*Consigne*: Recopiez le passage de l'extrait sur Jan Zabrana allant de « Sur cette vie » jusqu'à « l'idéal totalitaire soviétique. » inclus, en renommant « chape de plomb » en « chape de béton ».
##### Extrait du texte
Voici évoqué le désespoir d'un homme qui voit son pays crucifier sa vie.
Sur cette vie pèse comme une chape de plomb et de silence. Un silence imposé pendant cinquante ans sur un pays, une génération entière sacrifiée à l'idéal totalitaire soviétique.

« La meilleure chose que j'ai vue dans ce monde fut le ciel, la meilleure chose que j'ai entendue dans ce monde fut le silence, la meilleure chose que j'ai connue dans ce monde fut la solitude. »
Ces phrases sont celles d'un poète, celles d'un homme humilié au quotidien, d'un fils qui a perdu ses parents, tous les deux incarcérés lors des procès staliniens, pour des crimes imaginaires !
« Toute une vie » fait en cela écho à une autre vie, celle d'Arthur London, victime lui aussi des purges staliniennes, qui avait réussi à transmettre clandestinement à son épouse des petits manuscrits pendant sa détention en prison, - ce que j'avais découvert dans son livre « Aux sources de l'Aveu ».

Cet homme, dont il est question ici, c'est Jan Zabrana, dont on voit un portrait en 1re de couv. de ce livre. Il est écrivain, poète, linguiste et traducteur. Il naît en 1931 en Moravie (partie orientale de la République tchèque) dans une famille d'instituteurs. Sa mère qui était devenue députée, était favorable au maintien du gouvernement social-démocrate. Elle fut arrêtée en 1949 par la dictature communiste qui avait pris le pouvoir en février 1948. Elle est condamnée à 18 ans de prison pour « haute trahison ». En raison de l'activisme politique de ses parents, le régime communiste exclut Jan Zabrana de l'université pour « inaptitude politique à l'étude » en 1952, date à laquelle son père avait eu droit à son tour à 10 ans de prison ferme ! le Parti des travailleurs réduit alors Jan Zabrana à devenir ajusteur-mécanicien dans une usine de construction de wagons ! Enfin, il se fait traducteur du russe puis de l'anglais.
##########
##### Entrées présentées
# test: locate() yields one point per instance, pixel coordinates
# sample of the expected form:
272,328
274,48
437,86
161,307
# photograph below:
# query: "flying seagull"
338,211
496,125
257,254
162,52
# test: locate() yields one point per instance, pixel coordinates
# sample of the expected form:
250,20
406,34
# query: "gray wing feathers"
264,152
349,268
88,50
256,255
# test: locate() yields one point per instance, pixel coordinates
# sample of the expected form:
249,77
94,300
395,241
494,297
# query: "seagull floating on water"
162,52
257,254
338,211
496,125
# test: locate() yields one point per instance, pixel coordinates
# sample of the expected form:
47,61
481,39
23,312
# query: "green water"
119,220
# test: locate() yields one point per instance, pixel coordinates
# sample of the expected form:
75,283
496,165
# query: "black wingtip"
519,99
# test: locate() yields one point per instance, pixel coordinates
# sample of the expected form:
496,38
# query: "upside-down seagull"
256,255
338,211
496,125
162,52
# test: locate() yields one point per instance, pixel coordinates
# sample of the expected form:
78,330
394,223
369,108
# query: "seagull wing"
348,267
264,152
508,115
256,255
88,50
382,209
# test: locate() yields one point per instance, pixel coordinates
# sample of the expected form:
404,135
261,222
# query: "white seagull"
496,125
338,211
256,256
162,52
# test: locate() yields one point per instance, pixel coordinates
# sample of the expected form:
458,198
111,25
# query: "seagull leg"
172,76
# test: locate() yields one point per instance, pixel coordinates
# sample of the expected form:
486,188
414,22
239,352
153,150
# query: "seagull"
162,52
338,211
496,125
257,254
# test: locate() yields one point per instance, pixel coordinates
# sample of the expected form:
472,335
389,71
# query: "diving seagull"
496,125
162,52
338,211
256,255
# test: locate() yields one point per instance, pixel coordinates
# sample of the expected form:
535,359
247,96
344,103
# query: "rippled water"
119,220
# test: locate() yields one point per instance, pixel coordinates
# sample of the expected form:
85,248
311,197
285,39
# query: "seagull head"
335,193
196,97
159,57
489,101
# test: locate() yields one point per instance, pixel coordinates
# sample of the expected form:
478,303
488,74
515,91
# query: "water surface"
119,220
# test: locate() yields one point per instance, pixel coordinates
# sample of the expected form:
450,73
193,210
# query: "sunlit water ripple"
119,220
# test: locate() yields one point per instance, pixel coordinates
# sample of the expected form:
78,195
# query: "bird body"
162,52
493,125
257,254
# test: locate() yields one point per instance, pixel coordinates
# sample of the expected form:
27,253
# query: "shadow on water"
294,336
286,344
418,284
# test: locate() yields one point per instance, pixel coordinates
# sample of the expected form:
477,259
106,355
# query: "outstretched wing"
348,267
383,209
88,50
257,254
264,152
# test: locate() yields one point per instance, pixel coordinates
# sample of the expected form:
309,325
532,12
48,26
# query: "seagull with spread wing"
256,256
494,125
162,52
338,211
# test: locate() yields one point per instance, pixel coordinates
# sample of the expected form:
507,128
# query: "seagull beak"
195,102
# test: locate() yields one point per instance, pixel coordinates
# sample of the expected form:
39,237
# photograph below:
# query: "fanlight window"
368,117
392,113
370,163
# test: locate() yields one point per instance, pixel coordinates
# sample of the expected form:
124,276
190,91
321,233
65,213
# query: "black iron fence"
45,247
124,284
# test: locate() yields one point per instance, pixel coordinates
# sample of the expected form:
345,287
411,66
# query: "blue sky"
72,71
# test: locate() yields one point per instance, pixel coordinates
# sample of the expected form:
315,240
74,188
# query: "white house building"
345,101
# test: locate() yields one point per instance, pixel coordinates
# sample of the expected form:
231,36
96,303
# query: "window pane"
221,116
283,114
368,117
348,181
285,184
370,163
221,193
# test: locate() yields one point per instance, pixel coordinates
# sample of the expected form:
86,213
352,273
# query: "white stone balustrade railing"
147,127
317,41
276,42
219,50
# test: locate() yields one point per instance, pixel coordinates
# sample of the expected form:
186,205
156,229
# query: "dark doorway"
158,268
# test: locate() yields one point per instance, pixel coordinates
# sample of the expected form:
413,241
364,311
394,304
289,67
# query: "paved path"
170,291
##########
*Solution*:
Sur cette vie pèse comme une chape de béton et de silence. Un silence imposé pendant cinquante ans sur un pays, une génération entière sacrifiée à l'idéal totalitaire soviétique.